I have mixed feelings about the way Cauchy sequences are introduced. I can see why it fits Tao’s purpose better to introduce Cauchy sequences before even defining the convergence of sequences (we’ll get them in Chapter 6). This way, we can finally have our real numbers and do stuff with them. However, it also feels wrong both historically and pedagogically to introduce them in this order. I think what bothers me about this sequence of events is that we are so far restricted to reals in a Euclidean metric space. So, the fact that Cauchy sequences are convergent seems trivial. However, it would be a problem if the student carried this intuition to general metric spaces.

Another nonstandard aspect of this chapter is that Cauchy sequences are defined in three steps. We first get “$\epsilon$-steadiness”, which is used to define “eventual $\epsilon$-steadiness”, which in turn becomes a building block for the definition of a Cauchy sequence; I am sure you can guess their definitions if you are familiar with Cauchy sequences. The approach to convergence, continuity, etc. that appears later in the book is also similar. I think it is a useful way to simplify the definition for newcomers. However, I am not sure if I would want to use it as the actual definition. To me, it seems more prudent to provide the regular definition, and then show that it is equivalent to eventual $\epsilon$-steadiness for every $\epsilon$. The approach taken is the opposite. It decreases the usefulness of the book as a reference significantly but it is probably useful for someone who doesn’t have the “mathematical maturity”, which is the main prerequisite mentioned in the prefaces of most mathematics textbooks. This book doesn’t have that prerequisite and appropriately, the approach is adjusted. I’d just caution the readers to also become familiar with a more standard textbook. (I won’t repeat this in each chapter for other definitions but as I mentioned, many definitions are broken into parts in this way.)

◆ Dataset entries
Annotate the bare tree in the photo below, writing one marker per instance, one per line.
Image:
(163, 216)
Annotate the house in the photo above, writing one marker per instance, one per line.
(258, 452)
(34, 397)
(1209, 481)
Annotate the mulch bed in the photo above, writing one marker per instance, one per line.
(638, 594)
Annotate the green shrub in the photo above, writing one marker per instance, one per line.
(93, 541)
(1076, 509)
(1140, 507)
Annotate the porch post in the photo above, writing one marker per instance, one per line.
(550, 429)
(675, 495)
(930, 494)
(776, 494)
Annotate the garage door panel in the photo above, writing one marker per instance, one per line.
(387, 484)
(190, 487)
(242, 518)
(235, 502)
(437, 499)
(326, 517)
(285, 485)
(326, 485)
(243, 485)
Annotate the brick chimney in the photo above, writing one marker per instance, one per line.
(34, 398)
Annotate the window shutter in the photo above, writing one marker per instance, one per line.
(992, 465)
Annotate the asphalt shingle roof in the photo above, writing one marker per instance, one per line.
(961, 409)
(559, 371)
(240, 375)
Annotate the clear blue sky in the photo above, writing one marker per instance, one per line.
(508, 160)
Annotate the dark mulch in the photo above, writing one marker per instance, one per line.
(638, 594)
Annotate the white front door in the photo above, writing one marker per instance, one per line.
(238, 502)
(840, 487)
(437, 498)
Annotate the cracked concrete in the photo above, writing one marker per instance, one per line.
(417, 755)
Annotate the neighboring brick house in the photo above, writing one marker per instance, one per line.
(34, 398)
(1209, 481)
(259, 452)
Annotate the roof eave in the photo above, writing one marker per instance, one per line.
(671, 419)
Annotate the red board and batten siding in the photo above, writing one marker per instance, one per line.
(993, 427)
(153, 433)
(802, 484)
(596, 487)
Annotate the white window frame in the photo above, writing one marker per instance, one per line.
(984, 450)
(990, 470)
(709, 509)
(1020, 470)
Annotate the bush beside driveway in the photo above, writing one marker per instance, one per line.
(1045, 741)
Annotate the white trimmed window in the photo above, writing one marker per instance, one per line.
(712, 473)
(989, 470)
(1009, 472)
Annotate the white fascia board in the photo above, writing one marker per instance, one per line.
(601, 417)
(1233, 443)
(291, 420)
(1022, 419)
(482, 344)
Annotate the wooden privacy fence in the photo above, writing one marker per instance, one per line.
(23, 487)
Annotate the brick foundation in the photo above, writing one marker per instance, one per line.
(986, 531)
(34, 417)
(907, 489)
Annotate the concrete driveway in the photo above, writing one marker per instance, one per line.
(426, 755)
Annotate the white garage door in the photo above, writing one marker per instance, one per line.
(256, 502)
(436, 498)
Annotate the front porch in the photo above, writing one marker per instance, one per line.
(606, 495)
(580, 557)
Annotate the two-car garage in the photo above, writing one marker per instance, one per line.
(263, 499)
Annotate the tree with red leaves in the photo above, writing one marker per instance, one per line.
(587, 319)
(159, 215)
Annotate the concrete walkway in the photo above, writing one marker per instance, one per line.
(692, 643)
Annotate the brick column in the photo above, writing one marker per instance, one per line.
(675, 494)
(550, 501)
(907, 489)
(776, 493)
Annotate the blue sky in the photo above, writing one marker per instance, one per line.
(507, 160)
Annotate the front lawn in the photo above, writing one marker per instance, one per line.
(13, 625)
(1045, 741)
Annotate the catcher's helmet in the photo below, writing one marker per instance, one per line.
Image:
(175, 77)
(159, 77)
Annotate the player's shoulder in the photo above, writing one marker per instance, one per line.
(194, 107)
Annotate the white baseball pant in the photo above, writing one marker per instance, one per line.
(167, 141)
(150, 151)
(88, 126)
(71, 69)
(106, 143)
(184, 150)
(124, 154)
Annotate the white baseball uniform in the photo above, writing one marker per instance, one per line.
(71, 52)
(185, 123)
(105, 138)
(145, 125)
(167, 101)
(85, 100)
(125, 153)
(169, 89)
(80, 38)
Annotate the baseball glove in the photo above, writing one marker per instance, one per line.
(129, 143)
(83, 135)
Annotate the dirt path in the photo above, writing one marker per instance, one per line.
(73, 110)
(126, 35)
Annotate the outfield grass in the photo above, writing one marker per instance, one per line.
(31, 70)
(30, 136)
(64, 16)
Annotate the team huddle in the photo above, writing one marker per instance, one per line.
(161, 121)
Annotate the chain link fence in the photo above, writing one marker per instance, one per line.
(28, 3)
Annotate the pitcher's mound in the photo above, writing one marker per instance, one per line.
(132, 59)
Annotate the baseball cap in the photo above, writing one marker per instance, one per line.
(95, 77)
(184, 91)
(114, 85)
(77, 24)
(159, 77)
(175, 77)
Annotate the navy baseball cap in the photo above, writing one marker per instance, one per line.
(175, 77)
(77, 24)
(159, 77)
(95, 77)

◆ Written task
Write out the stretch of the passage on Cauchy sequences that begins at the words "I have mixed" and stops after the words "general metric spaces.", with no changes.

◆ Exercise answer
I have mixed feelings about the way Cauchy sequences are introduced. I can see why it fits Tao’s purpose better to introduce Cauchy sequences before even defining the convergence of sequences (we’ll get them in Chapter 6). This way, we can finally have our real numbers and do stuff with them. However, it also feels wrong both historically and pedagogically to introduce them in this order. I think what bothers me about this sequence of events is that we are so far restricted to reals in a Euclidean metric space. So, the fact that Cauchy sequences are convergent seems trivial. However, it would be a problem if the student carried this intuition to general metric spaces.